Could you filter the records below down to the lines that include the word "request"?

## Exercise data
=-=-=-=-=

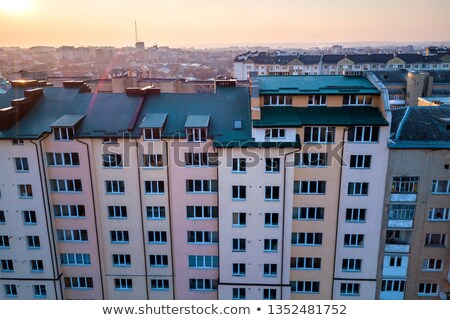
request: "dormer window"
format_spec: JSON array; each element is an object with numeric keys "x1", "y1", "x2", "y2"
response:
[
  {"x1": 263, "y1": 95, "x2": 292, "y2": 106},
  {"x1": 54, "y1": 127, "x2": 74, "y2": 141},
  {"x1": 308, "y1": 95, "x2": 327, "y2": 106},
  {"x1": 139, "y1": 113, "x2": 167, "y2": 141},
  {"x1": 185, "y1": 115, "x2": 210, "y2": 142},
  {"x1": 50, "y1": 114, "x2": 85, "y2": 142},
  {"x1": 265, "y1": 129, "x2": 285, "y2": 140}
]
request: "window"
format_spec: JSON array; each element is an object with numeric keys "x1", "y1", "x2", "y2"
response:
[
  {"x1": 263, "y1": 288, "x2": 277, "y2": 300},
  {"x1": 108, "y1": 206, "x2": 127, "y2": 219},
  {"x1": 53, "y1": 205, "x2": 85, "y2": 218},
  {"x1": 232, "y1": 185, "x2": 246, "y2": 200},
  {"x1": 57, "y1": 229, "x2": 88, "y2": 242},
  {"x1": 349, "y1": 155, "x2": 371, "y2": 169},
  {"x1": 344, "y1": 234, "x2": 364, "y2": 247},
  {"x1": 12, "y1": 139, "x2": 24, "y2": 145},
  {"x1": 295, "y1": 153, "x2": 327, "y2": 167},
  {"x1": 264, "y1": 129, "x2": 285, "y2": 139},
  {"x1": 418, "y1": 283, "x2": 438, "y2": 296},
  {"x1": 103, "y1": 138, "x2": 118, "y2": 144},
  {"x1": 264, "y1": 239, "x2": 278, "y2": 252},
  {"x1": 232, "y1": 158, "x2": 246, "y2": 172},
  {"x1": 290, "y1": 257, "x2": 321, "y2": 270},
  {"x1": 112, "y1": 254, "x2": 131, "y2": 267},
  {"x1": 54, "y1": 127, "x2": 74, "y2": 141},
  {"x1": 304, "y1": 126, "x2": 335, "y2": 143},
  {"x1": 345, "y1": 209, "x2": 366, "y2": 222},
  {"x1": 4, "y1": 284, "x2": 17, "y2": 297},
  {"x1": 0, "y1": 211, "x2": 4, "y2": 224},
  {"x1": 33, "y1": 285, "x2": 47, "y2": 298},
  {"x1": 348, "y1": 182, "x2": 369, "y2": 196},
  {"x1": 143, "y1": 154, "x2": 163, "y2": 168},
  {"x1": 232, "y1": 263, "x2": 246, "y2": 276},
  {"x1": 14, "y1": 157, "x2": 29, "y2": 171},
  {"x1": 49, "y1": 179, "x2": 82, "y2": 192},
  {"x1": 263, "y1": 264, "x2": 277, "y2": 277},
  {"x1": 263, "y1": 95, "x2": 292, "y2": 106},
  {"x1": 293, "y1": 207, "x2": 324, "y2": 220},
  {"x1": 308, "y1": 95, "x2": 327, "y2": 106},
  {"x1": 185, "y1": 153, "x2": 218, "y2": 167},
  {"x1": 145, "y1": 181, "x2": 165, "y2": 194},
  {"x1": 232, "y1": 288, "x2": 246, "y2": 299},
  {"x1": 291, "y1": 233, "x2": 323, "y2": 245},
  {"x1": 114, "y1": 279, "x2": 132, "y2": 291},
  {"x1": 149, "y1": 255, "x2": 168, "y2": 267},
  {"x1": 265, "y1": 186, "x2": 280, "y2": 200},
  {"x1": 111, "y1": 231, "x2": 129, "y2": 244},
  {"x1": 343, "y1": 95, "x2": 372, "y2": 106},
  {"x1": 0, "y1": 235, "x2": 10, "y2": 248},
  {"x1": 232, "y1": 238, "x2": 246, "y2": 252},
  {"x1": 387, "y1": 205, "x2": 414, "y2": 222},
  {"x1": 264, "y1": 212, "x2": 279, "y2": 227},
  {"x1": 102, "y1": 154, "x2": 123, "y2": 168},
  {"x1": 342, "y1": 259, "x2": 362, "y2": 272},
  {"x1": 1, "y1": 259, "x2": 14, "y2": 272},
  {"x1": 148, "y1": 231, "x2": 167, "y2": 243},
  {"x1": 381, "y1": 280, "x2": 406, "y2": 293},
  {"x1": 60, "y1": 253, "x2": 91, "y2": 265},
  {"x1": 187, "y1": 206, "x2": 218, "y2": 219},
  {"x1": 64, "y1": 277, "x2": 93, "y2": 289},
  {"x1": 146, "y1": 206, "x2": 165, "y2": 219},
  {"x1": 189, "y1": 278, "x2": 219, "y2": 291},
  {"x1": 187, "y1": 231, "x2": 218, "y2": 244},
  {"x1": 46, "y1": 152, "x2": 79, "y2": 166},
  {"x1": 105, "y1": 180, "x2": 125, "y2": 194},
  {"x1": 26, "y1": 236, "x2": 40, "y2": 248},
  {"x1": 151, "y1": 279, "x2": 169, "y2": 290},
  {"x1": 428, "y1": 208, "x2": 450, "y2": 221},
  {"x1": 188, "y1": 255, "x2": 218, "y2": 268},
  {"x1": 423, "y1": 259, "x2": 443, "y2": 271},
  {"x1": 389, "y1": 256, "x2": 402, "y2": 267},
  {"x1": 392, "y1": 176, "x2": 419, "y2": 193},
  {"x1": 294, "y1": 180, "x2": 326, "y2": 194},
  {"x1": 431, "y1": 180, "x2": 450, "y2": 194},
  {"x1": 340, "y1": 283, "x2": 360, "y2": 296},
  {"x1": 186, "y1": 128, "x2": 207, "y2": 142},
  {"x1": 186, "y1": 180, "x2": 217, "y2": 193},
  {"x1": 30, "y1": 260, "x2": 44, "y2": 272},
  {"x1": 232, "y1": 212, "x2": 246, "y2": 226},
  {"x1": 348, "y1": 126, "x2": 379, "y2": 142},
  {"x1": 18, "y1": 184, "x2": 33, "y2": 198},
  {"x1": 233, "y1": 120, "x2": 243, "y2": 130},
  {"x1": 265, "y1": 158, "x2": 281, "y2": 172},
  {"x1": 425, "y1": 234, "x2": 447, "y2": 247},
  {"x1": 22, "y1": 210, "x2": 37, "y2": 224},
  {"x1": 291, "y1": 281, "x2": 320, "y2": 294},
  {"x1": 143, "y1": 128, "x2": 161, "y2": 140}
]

=-=-=-=-=

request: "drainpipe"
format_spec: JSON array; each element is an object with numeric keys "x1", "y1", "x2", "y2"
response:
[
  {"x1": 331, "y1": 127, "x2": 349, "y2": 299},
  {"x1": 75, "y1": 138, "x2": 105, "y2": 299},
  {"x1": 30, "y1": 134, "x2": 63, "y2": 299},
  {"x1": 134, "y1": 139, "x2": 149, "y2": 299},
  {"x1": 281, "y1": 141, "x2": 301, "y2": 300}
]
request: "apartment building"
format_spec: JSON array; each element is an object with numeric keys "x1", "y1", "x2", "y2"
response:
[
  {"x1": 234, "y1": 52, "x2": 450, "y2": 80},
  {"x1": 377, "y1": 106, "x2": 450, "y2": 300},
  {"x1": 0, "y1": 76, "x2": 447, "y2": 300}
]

=-=-=-=-=

## The answer
request: "dormer window"
request: "window"
request: "drainpipe"
request: "apartment building"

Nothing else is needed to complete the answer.